[Excerpt to read]:

Just a few days after our shoot, the Tigers suffered their first loss of the season at the hands of the reigning national champs, the South Carolina Gamecocks. But what makes this team so scary is that they have no fear, because they’re not supposed to be here. Just two years ago, no one would’ve believed you if you said LSU would be a top team.
In 2021, Reese was trying to find her way as a freshman at Maryland, coming off the bench, while Johnson was barely ranked in the top 100 in her recruiting class. And Kim Mulkey? She was still at Baylor.
After 21 years of building Baylor’s women’s basketball program, which amassed three national championships and counts a plethora of WNBA greats among its alumni, Mulkey was ready for something new, and in April of 2021, she was officially announced as LSU’s new head coach.
“This doesn’t just happen with a phone call,” the Hall of Fame coach shared during her introductory press conference. “It takes a lot of people pulling a lot of strings and committing to women’s basketball.”
“I want you to look at those banners,” Mulkey continued, as she looked up at the rafters of the PMAC. “Final Four, Final Four, Final Four, Final Four, Final Four. Nowhere on there does it say National Champion. That’s what I came here to do.”
And with that, the new era of LSU women’s basketball began.

[Data entries]:
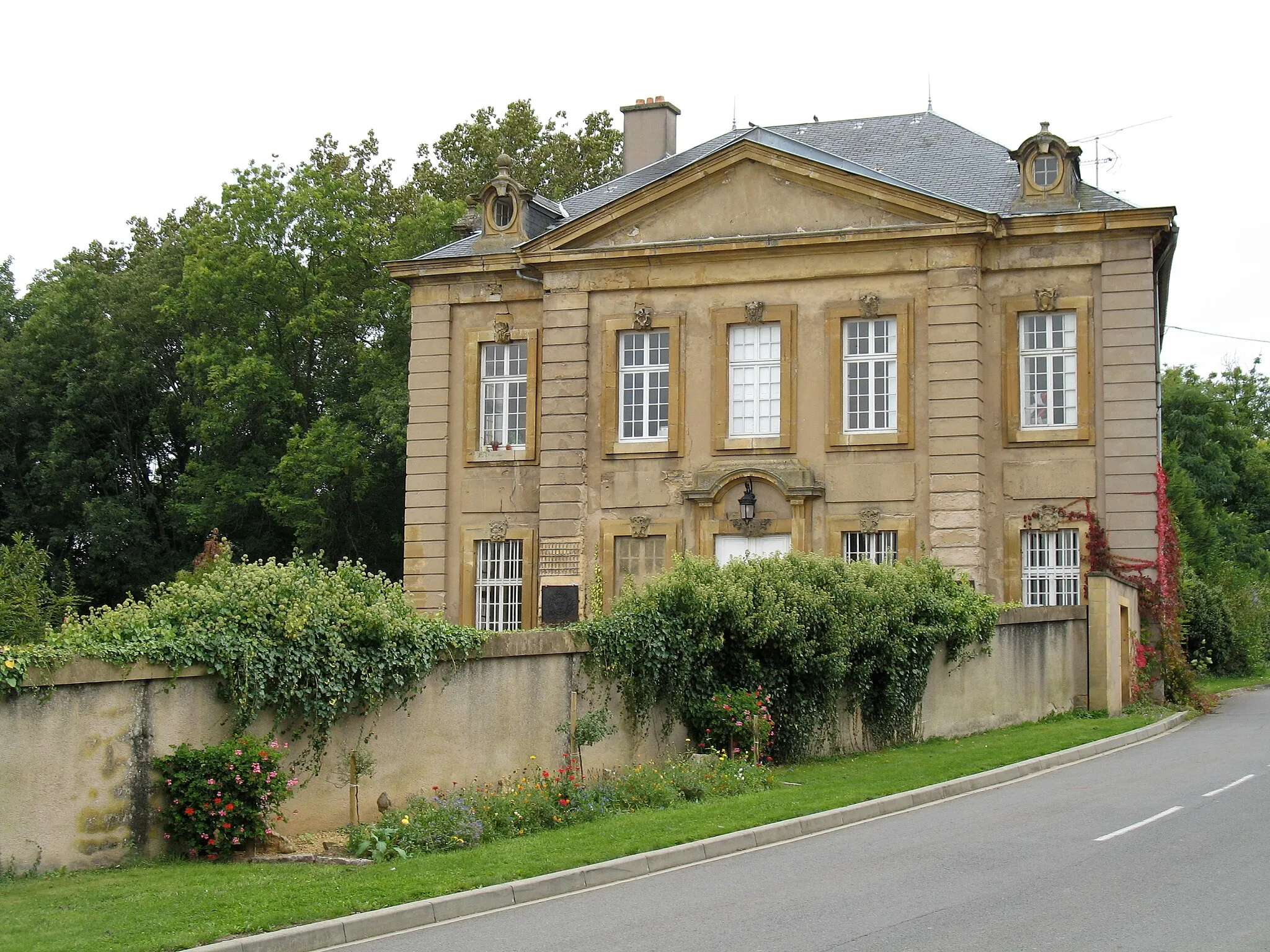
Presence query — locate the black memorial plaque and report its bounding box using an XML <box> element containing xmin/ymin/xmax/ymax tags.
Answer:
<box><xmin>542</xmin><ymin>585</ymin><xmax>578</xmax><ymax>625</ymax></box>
...
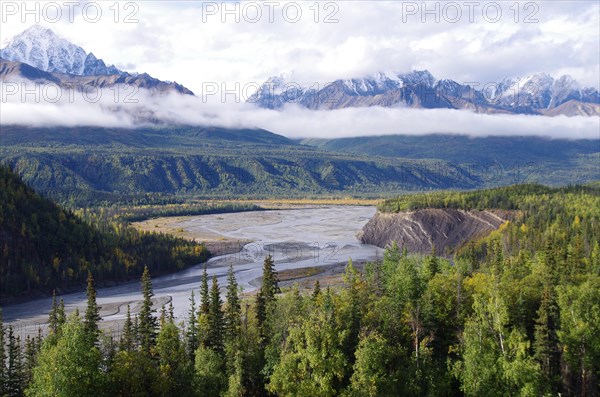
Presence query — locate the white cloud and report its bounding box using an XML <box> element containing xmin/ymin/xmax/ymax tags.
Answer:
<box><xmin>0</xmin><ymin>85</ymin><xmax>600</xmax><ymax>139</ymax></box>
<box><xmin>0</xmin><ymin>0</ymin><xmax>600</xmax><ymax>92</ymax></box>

[Brief 1]: In the passage about LSU women's basketball, when was Mulkey officially announced as LSU's new head coach?
[Brief 2]: List every college or university named in the passage about LSU women's basketball.
[Brief 3]: Write the next part of the passage about LSU women's basketball, picking up after its final sentence.
The data was drawn from a different source than the passage.

[Response 1]: April 2021.

[Response 2]: LSU, South Carolina, Maryland, Baylor

[Response 3]:
The first order of business for the new Tigers head coach was to get acquainted with the pieces she had inherited while also lighting a fire on the recruiting trail to start building the winning culture she expected.
Around the same time, Flau’jae Johnson was wrapping up her junior year. At the time, she was more known for rapping than hooping. Just three years earlier, a 14-year-old Flau’jae stepped on stage at NBC’s America’s Got Talent and shocked the world with her bars.
“I did a song about gun violence, it’s called ‘Guns Down,’” the Savannah, GA, native explained on stage to Simon Cowell in 2018. “My dad’s name was Camouflauge, he was an up-and-coming rapper, he was gonna be signed to Universal Records, but two days before he was gonna sign the contract, he was murdered, and my mom was pregnant with me. My whole goal is to continue my father’s legacy,” she told the AGT judges as she wiped tears from her eyes.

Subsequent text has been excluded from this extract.